:: 本文抜粋 ::
新年に当たり、宮内庁は、天皇・皇后両陛下から国民への“おことば”を、ビデオメッセージとして公表した。両陛下の国民への濃(こま)やかなお心配りが拝され、有難い。


先ず、天皇陛下のおことばから。


「この(新型コロナウイルス)感染症により、私たちの日常は大きく変わりました。特に、感染拡大の影響を受けて、仕事や住まいを失うなど困窮し、あるいは、孤独に陥るなど、様々な理由により困難な状況に置かれている人々の身の上を案じています。感染症の感染拡大防止と社会経済活動の両立の難しさを感じます。また、感染された方や医療に従事される方、更にはその御家族に対する差別や偏見といった問題などが起きていることも案じられます。その一方で、困難に直面している人々に寄り添い、支えようと活動されている方々の御努力、献身に勇気付けられる思いがいたします」

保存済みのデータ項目
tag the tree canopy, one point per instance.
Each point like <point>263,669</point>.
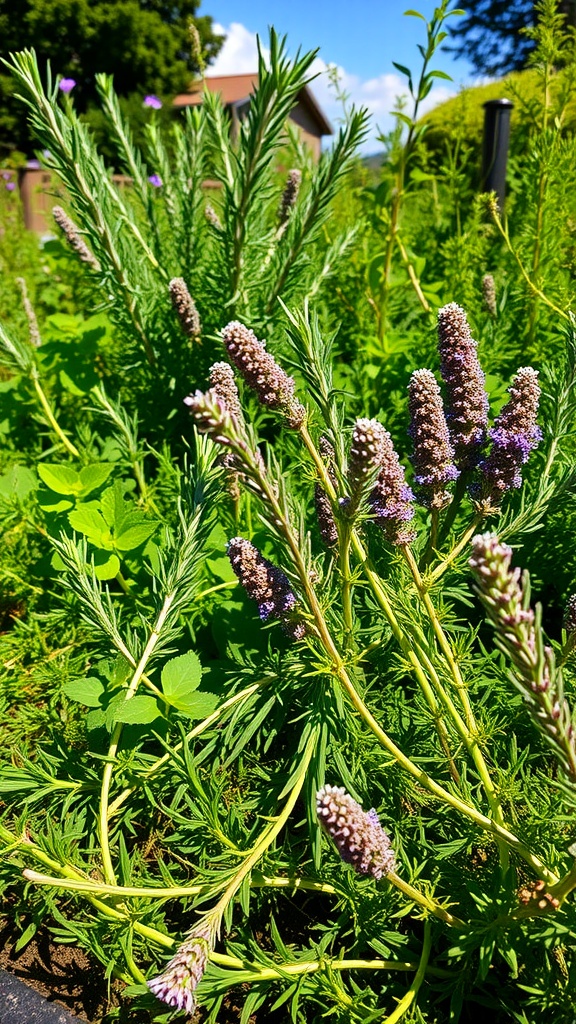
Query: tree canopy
<point>491,35</point>
<point>146,44</point>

:: 取り組む課題 ::
1. 本文をもとに、次の問いに答えてください。
(a) 両陛下のおことばを公表したのはどこで、どのような形で公表されましたか。
(b) 天皇陛下は、何と何の両立の難しさを感じると述べていますか。
(c) 天皇陛下は、差別や偏見といった問題がどのような人々に対して起きていることを案じていますか。
2. 本文のうち、「先ず、天皇陛下のおことばから。」で始まり「付けられる思いがいたします」」で終わる部分を、一字も変えずに書き写してください。

:: 期待される解答 ::
1.
(a) 宮内庁が、ビデオメッセージとして公表した。
(b) 感染症の感染拡大防止と社会経済活動の両立。
(c) 感染された方や医療に従事される方、更にはその御家族。

2.
先ず、天皇陛下のおことばから。


「この(新型コロナウイルス)感染症により、私たちの日常は大きく変わりました。特に、感染拡大の影響を受けて、仕事や住まいを失うなど困窮し、あるいは、孤独に陥るなど、様々な理由により困難な状況に置かれている人々の身の上を案じています。感染症の感染拡大防止と社会経済活動の両立の難しさを感じます。また、感染された方や医療に従事される方、更にはその御家族に対する差別や偏見といった問題などが起きていることも案じられます。その一方で、困難に直面している人々に寄り添い、支えようと活動されている方々の御努力、献身に勇気付けられる思いがいたします」